What to work on =>
Quote the passage from the Las Vegas article that begins at the words "Vegas has always" and stops after "used to be.".

Germinated on the greed and profligacy of mankind, it’s now the fastest-growing city in the US whose every new building rises like a brittle, neon flower out of the scorched earth. Sticking up its finger to the notion of living anywhere close to within its means, it leeches resources from its neighbouring states only to repay them by polluting their airspace. It currently boasts a reckless 360-gallon water usage per capita despite being built on a spot so arid that a sky-diving honeymooner squeezed into a white nylon Elvis suit is more likely to land on your head than a single drop of rain. I’m talking, of course, about Las Vegas, Nevada, the devil’s very own Garden of Eden.
Vegas has always been a repulsive town. It sold its soul long ago to the strip developers and the gaming corporations who have grown fat feeding off the most corrupt of human failings. It’s a place of futile hopes and shattered dreams offset by the occasional ker-ching! of an instant fortune.
However a city that adopts the prefix ‘Sin’ is hardly looking for any back-slaps from the righteous. Who cares if you lose your shirt when you can soak away your troubles in a Jacuzzi shaped like a monstrous gold clam? So what if granny blows her social security on the roulette table when later she will brush her teeth overlooked by the intertwining necks of two fornicating bronze swans — Vegas is crass and vulgar and gloriously kitsch. This is the number one, no shame-no blame entertainment hotspot for all the world’s losers and winners. In short — Vegas is fun.
At least, it used to be.
I’m standing in the much-hyped Wynn hotel whose bedrooms (so the blurb claims) took a year longer than the Sistine Chapel to complete. Consequently, I’ve been anticipating a whole new level of Gracelands flashiness — perhaps even hand-blown glass cupids suspended from my ceiling, but shock horror, I’m looking at nothing but beige. From the furniture to the upholstery, everything is colour co-ordinated, muted and, most disappointing of all, nearly tasteful.
Okay, cards on the table. I’m not the Wynn’s ideal client. I’m here to meet my eldest son Jesse and a couple of his friends, but at 20 they’re not allowed to drink let alone gamble. Oh, they can sign up for war and dig up dead babies from beneath the rubble of Baghdad but they can’t push a quarter into a slot machine lest the sight of all those oranges and lemons sends them off the edge!

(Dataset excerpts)
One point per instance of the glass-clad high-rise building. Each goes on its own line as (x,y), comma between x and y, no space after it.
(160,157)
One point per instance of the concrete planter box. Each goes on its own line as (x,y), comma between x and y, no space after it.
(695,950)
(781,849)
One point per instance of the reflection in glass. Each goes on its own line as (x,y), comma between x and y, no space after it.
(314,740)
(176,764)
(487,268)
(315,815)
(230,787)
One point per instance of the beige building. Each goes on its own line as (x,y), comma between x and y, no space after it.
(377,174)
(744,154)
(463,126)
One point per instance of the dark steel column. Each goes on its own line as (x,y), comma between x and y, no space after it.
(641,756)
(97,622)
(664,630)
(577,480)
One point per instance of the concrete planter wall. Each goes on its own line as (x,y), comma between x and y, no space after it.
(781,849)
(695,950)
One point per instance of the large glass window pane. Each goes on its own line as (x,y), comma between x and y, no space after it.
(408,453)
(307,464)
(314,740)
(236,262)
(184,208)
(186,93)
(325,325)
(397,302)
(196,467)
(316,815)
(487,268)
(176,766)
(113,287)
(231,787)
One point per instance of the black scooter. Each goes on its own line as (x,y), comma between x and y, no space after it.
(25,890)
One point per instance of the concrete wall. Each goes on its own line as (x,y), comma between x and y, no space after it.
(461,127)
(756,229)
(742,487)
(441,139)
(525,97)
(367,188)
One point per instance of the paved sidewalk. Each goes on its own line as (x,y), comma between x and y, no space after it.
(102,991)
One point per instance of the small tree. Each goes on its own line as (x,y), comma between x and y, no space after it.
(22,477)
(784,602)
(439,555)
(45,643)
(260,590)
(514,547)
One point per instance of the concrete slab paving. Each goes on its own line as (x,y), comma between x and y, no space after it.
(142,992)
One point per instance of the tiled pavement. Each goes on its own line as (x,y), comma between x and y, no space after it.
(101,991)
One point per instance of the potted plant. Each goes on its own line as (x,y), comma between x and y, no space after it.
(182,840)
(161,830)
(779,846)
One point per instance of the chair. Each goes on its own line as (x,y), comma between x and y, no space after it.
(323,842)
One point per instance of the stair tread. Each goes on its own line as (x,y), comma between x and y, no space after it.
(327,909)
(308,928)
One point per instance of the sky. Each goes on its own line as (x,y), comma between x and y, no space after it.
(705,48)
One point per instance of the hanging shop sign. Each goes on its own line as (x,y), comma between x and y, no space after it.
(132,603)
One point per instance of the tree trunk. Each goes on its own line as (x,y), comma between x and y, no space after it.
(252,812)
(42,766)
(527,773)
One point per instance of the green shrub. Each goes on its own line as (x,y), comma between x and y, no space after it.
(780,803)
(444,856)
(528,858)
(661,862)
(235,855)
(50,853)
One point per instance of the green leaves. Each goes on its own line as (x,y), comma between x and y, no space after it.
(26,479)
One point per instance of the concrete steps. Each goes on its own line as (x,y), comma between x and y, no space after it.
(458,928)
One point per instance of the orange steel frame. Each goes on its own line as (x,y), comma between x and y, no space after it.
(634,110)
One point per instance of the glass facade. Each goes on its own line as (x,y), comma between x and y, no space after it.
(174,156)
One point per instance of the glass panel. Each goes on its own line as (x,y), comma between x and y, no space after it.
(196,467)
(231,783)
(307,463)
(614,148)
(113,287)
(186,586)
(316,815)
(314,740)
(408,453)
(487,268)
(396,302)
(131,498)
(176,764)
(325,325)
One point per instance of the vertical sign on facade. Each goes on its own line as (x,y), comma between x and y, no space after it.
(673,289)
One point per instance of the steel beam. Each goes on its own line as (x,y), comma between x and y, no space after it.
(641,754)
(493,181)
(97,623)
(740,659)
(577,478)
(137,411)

Result of the exercise =>
Vegas has always been a repulsive town. It sold its soul long ago to the strip developers and the gaming corporations who have grown fat feeding off the most corrupt of human failings. It’s a place of futile hopes and shattered dreams offset by the occasional ker-ching! of an instant fortune.
However a city that adopts the prefix ‘Sin’ is hardly looking for any back-slaps from the righteous. Who cares if you lose your shirt when you can soak away your troubles in a Jacuzzi shaped like a monstrous gold clam? So what if granny blows her social security on the roulette table when later she will brush her teeth overlooked by the intertwining necks of two fornicating bronze swans — Vegas is crass and vulgar and gloriously kitsch. This is the number one, no shame-no blame entertainment hotspot for all the world’s losers and winners. In short — Vegas is fun.
At least, it used to be.